**Challenge**
Rewrite all of the rows below, replacing every "Target class" with "Object type" and keeping everything else the same.
------ Dataset records ------
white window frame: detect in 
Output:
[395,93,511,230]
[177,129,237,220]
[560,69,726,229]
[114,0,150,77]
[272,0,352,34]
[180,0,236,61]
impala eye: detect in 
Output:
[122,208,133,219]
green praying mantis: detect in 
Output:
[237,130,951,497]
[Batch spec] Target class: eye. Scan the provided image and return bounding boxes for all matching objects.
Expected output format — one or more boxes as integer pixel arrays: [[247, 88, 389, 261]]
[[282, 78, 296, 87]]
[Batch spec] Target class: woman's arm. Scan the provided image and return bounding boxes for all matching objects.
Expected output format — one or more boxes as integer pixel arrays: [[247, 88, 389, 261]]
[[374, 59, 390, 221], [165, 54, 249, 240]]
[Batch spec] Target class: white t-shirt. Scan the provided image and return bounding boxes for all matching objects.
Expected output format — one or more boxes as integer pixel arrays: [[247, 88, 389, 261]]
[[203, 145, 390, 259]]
------
**Complete answer**
white window frame: detect in 
Output:
[395,93,511,230]
[177,129,237,220]
[560,69,726,229]
[114,0,150,77]
[272,0,352,34]
[180,0,236,61]
impala eye: detect in 
Output:
[122,208,133,219]
green praying mantis: detect in 
Output:
[237,130,951,497]
[Batch spec] Object type: eye. Scan the provided image and return bounding boxes for all matching objects.
Expected output format — one or more boxes as integer pixel arrays: [[247, 88, 389, 261]]
[[282, 78, 296, 87]]
[Batch spec] Object type: woman's arm. Scan the provided image and return bounding boxes for all matching objects.
Expected output format — one or more boxes as integer pixel arrays: [[247, 88, 389, 261]]
[[374, 59, 390, 221], [165, 54, 249, 240]]
[Batch spec] Object type: white t-shirt. Scan the provided image and return bounding boxes for all matching objects.
Expected output format — one or more boxes as integer pixel arrays: [[247, 88, 389, 261]]
[[203, 145, 390, 259]]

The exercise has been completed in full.